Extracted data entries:
++++++++++

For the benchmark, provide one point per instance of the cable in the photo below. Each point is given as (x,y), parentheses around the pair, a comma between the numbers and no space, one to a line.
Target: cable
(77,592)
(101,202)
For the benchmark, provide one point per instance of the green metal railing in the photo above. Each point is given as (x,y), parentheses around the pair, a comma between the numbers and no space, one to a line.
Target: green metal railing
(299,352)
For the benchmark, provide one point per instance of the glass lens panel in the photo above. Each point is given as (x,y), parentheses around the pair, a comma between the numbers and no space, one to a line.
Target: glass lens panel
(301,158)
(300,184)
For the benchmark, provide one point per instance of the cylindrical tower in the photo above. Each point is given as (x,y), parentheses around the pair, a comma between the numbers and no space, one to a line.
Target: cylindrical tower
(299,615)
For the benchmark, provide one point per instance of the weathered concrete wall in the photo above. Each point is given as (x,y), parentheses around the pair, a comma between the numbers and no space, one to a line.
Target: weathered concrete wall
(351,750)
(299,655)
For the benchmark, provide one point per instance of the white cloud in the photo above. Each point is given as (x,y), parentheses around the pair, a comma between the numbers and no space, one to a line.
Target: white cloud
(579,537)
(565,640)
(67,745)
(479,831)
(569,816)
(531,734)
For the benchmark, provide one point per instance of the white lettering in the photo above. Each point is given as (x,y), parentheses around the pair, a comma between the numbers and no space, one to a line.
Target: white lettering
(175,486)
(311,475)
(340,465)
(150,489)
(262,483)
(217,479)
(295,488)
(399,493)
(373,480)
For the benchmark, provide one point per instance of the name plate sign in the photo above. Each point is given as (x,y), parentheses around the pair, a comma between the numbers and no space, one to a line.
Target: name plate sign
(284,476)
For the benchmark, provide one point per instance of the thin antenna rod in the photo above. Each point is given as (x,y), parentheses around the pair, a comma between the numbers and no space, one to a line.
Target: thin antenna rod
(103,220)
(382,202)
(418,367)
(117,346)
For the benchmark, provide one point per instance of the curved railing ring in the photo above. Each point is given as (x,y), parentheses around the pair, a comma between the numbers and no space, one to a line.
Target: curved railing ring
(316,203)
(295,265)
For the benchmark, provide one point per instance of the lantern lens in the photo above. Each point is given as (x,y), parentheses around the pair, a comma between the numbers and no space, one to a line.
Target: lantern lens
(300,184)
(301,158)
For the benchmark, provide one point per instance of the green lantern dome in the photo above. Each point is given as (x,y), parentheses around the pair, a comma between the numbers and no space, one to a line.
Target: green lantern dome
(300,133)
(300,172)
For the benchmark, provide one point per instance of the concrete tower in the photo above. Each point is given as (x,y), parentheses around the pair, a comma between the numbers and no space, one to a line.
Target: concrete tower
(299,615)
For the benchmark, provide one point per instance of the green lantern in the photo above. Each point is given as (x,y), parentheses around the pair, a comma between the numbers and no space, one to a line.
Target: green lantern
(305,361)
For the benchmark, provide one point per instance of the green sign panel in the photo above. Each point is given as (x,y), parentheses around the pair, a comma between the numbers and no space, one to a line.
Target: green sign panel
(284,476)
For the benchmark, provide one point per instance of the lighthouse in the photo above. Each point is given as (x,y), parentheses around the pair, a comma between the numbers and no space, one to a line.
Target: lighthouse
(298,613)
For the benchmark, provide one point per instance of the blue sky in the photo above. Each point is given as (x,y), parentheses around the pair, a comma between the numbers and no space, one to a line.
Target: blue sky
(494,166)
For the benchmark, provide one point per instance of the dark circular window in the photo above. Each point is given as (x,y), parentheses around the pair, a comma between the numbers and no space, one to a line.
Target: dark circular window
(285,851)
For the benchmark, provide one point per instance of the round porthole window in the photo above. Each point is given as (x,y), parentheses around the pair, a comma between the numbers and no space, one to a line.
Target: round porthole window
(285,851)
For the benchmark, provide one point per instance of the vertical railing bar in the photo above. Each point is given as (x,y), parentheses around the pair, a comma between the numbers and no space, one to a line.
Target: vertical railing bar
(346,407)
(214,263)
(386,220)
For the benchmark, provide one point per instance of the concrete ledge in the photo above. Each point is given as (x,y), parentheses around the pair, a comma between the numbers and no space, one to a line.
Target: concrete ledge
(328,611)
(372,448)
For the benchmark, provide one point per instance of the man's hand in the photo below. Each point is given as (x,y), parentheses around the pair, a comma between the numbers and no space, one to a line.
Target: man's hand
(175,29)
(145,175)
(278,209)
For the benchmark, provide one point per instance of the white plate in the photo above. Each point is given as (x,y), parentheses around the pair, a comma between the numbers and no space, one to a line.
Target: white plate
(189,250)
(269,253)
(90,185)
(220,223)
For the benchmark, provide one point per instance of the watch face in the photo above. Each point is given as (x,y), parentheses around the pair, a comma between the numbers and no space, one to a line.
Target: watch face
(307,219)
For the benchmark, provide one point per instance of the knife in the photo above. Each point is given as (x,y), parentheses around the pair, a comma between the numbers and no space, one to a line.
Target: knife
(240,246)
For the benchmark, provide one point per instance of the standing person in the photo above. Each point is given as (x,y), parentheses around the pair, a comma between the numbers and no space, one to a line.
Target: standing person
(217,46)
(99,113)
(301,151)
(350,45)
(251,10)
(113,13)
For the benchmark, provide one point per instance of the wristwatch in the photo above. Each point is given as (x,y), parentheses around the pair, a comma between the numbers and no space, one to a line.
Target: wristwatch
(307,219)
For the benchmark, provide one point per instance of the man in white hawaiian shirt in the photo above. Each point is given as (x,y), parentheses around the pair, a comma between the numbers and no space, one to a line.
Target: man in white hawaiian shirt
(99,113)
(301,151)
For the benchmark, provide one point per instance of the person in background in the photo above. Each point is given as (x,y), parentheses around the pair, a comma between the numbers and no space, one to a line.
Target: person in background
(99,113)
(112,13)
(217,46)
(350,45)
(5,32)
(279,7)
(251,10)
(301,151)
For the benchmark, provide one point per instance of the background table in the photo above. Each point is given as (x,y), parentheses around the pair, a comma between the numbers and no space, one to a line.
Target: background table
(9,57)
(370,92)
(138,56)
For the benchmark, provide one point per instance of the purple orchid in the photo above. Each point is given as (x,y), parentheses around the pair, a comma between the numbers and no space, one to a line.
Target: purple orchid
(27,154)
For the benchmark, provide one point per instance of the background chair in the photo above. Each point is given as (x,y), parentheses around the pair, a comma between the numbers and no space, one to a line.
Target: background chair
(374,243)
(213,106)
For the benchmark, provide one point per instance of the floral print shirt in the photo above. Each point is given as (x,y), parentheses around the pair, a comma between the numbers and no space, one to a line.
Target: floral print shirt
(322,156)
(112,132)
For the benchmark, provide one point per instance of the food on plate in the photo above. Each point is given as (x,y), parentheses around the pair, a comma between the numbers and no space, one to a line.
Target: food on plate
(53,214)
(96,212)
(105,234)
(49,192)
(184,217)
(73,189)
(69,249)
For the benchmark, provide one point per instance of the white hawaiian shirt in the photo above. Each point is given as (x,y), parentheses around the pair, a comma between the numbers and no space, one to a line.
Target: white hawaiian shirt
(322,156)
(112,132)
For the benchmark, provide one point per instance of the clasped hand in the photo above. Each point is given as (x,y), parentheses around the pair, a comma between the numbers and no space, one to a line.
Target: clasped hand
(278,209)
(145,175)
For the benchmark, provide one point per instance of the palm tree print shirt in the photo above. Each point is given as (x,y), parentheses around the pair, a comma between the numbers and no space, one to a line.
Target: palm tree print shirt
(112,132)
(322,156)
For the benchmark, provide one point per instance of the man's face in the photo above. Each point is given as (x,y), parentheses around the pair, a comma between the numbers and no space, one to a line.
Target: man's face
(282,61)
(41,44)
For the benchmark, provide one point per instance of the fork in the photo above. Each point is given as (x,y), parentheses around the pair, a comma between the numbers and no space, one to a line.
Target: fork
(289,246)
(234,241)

++++++++++

→ Exercise requirements: Exactly as written, give the line containing "For the benchmark, provide one point per instance of the palm" and all remaining lines of the records.

→ Solution below:
For the benchmark, provide one point per instance of the palm tree print shirt in the photo above. Each point is given as (x,y), parentheses around the pair, a comma between the numbers and no space, one to a line.
Target: palm tree print shirt
(112,132)
(322,156)
For the benchmark, provide one point per instance of the man's face in the photo above. Each point is given as (x,y), parentheses around the pair, a comma between the numbers and no space, one to a line.
Target: man's face
(282,61)
(41,44)
For the benchmark, provide one point per instance of the fork in the photo above. Each point is given as (x,y), parentheses around the pair, a comma between the numbers and no space, one to a line.
Target: fork
(289,246)
(234,241)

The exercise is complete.